→ **ACTIONS TO TAKE**:
1. Using the plot summary of "The Other Paris" below, decide whether each statement agrees with it. Answer yes or no and quote the exact words that settle it.
(a) Howard proposed to Carol over lunch.
(b) Odile approves of the gown Carol picks.
(c) Carol is truly in love with Howard.
2. Answer these questions from the plot summary of "The Other Paris" below.
(a) How old is Carol Frazier?
(b) What work does Howard Mitchell do?
(c) How long after meeting Carol did Howard propose?
3. Carry on the plot summary of "The Other Paris" from its last sentence.
#### DOCUMENT ####
The Other Paris by Mavis Gallant

First published: 1953

Type of plot: Social realism

Time of work: The early 1950's

Locale: Paris

Principal Characters:

  • Carol Frazier, the young protagonist, an American living in Paris
  • Howard Mitchell, her fiancé, an American also living in Paris
  • Odile Pontmoret, Carol's Parisian acquaintance
  • Felix, Odile's young lover, a mid-European refugee in Paris

The Story

One late spring afternoon, Carol Frazier, the twenty-two-year-old protagonist, is concluding a visit with an acquaintance, Odile Pontmoret, to a Parisian dressmaker, Madame Germain, who is making Carol's wedding gown. Odile disapproves of the traditional, "unoriginal" gown that Carol chooses. Moreover, to Carol's annoyance, Odile blabs to the dressmaker that Carol fell in love at first sight with her fiancé, Howard Mitchell, an economist, who, with Carol and Odile, works in a U.S. government agency in Paris. Odile is aware that Carol, perceiving Paris to be the city of romance, wants to believe in the magic of the moment of falling in love. As they leave the dressmaker's apartment, Carol realizes that Odile is making fun of her romantic notion. This realization occasions a review of the preceding winter months, beginning with her engagement to Howard.

Her engagement and her subsequent relationship with Howard are actually quite prosaic. Three weeks after she met him he proposed to her, not in a romantic setting but at lunch, over a tuna salad. She is not really in love with Howard, but common sense, buttressed by college lectures on marriage, dictates that they have the proper basis for marriage—that is, a similar social and economic background. In choosing Howard, Carol herself dispenses with "the illusion of love," but having decided that he is the right person for her, she feels the urge to be a part of romantic Paris. She therefore sets about "the business of falling in love" with Howard.
#### DATA PROVIDED ####
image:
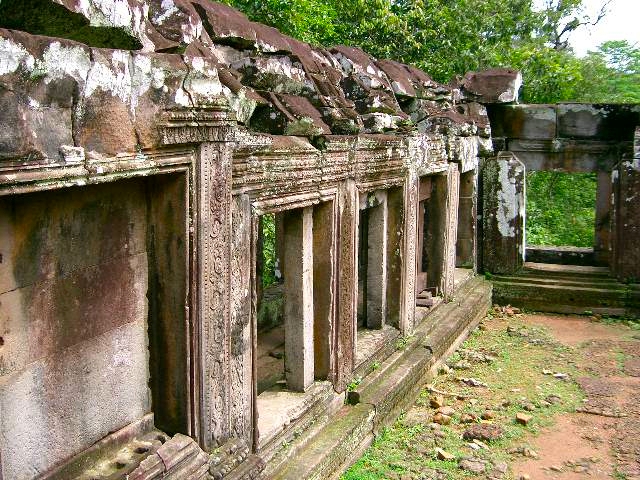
####
→ **ANSWERS TO THE TASKS**:
1.
(a) Yes: "not in a romantic setting but at lunch, over a tuna salad"
(b) No: "Odile disapproves of the traditional"
(c) No: "She is not really in love with Howard"

2.
(a) Twenty-two
(b) He is an economist.
(c) Three weeks

3.
Postwar Paris, with its drab streets and shabby people, is not conducive to this plan, but she persists. Believing that befriending the French would help, she approaches Odile, Howard's secretary, a thirty-year-old woman. Odile, shabbily dressed, money-conscious, and resentful of American materialism, hardly evokes romantic Paris, nor does Odile's relationship with her twenty-one-year-old lover, Felix, which Carol considers distasteful. Felix, a mid-European, lost his family at the end of the war; he is in Paris without a passport or a work permit, and he may well be involved in black-marketing. The romantic in Carol finds him fascinating and mysterious, but the realist perceives him to be lazy and parasitic.

Carol, still hoping to experience the elusive charms of Paris, persuades Howard to accompany her to hear the carol-singing in the Place Vendome. This, too, is a disappointment. The affair is artificially staged for the media; the weather is wet and miserable. Later, when Howard tells his friends about the evening, he is able to make it "an amusing story," and as Carol listens to him, it strikes her that accounts of experience "could be perfectly accurate but untruthful," an observation reiterated toward the end of the story.

Soon after this, Odile invites Carol and Howard to the concert debut of her sister, Martine. Carol is quite excited, believing that she finally is to be allowed into the other life of Paris. Once more she is frustrated. The audience is devitalized; the theater is falling apart. After the concert, Carol and Howard observe Felix waiting outside the theater for Odile; Odile's family evidently does not accept him. Carol momentarily becomes hysterical and rants against Odile's snobbery, Felix's laziness, and their distasteful love affair. Her emotional outburst is cathartic. After the concert, she stops "caring about Paris" and believes that "she has become invulnerable."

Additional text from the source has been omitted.